**Texte fourni**
● ● ● ●

Enfin, il nous restait la tâche de réduire à leur proportion naturelle les attributions du pouvoir public, que les modernes publicistes ont exagérées outre mesure, en vertu de leur principe de la toute-puissance de l'État, qui n'est, au fond, que la consécration de tout despotisme et la mort de toute liberté.

Pour nous, le gouvernement le plus fort et le plus heureux n'est pas celui qui fait tout, mais celui qui laisse faire tout ce qui ne compromet pas la justice et l'ordre public; et qui, content d'exercer les deux fonctions politiques, les seules qui lui appartiennent, les fonctions de juger et de combattre, ne se charge pas, si ce n'est pour les surveiller, des fonctions purement civiles que le droit naturel attribue à la cité, et qui sont du ressort du pouvoir paternel et du pouvoir communal. Nous avons exposé ces doctrines dans notre dernier chapitre. A cette occasion, nous avons combattu la monstruosité révolutionnaire de la centralisation au point de vue civil, politique et social. En cherchant la cause du malaise actuel de la plus grande partie des États de l'Europe, nous l'avons rencontrée dans l'énorme faute des gouvernements assez insensés pour avoir voulu concentrer dans leurs mains toute action sociale et tout pouvoir; et nous avons soutenu que c'est là ce qui, en faisant peser sur eux toute responsabilité, les déconsidère, les affaiblit et les perd.

● ● ● ●

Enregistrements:
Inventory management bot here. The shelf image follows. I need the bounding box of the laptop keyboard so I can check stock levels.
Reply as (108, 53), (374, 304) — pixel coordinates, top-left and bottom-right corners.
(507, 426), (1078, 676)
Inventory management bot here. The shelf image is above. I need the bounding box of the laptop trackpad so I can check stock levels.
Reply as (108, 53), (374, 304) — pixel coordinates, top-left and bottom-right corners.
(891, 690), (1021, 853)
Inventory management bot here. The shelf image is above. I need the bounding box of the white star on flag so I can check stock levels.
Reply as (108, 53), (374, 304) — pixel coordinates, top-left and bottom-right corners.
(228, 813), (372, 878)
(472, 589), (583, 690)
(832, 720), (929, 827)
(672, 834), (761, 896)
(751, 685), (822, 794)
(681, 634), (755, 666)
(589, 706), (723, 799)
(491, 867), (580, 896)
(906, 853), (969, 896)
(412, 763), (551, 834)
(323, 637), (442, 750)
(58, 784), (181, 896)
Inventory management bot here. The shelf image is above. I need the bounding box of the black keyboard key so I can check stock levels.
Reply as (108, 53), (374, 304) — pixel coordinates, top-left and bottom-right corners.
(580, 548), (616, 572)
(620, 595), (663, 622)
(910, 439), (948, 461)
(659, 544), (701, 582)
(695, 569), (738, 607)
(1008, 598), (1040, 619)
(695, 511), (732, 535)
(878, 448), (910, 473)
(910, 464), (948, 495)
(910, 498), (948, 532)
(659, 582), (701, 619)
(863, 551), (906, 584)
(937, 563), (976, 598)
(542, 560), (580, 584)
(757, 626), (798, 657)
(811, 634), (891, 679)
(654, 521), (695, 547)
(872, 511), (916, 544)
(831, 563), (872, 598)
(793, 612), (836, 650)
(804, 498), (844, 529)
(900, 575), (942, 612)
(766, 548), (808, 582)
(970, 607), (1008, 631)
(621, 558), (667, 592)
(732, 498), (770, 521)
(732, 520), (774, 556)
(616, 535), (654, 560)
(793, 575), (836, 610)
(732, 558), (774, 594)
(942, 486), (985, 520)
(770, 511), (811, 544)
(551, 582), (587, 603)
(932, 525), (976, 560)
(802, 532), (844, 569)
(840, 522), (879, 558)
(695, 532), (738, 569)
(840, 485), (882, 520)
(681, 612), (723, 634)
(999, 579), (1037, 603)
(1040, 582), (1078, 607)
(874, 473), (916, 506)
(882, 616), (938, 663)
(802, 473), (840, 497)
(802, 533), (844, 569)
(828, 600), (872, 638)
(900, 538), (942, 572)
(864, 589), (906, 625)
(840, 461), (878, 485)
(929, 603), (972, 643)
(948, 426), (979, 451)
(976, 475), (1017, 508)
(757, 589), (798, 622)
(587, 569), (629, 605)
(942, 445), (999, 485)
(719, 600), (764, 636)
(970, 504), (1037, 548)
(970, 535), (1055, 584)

● ● ● ●

**Consignes**
a) Traduisez en anglais cette phrase du texte fourni : « Nous avons exposé ces doctrines dans notre dernier chapitre. »
b) Présentez en CSV à deux colonnes, « consigne » et « réponse », les lignes de données depuis leur début jusqu'à celle qui contient « (58, 784), (181, 896) », incluse. Chaque ligne du CSV réunit une consigne et sa réponse, chacune dans un champ entre guillemets, avec les retours à la ligne remplacés par des espaces.
Le texte et les lignes de données n'ont aucun lien entre eux.

**Réponses par tâche**
a) We set out these doctrines in our last chapter.

b)
consigne,réponse
"Inventory management bot here. The shelf image follows. I need the bounding box of the laptop keyboard so I can check stock levels. Reply as (108, 53), (374, 304) — pixel coordinates, top-left and bottom-right corners.","(507, 426), (1078, 676)"
"Inventory management bot here. The shelf image is above. I need the bounding box of the laptop trackpad so I can check stock levels. Reply as (108, 53), (374, 304) — pixel coordinates, top-left and bottom-right corners.","(891, 690), (1021, 853)"
"Inventory management bot here. The shelf image is above. I need the bounding box of the white star on flag so I can check stock levels. Reply as (108, 53), (374, 304) — pixel coordinates, top-left and bottom-right corners.","(228, 813), (372, 878) (472, 589), (583, 690) (832, 720), (929, 827) (672, 834), (761, 896) (751, 685), (822, 794) (681, 634), (755, 666) (589, 706), (723, 799) (491, 867), (580, 896) (906, 853), (969, 896) (412, 763), (551, 834) (323, 637), (442, 750) (58, 784), (181, 896)"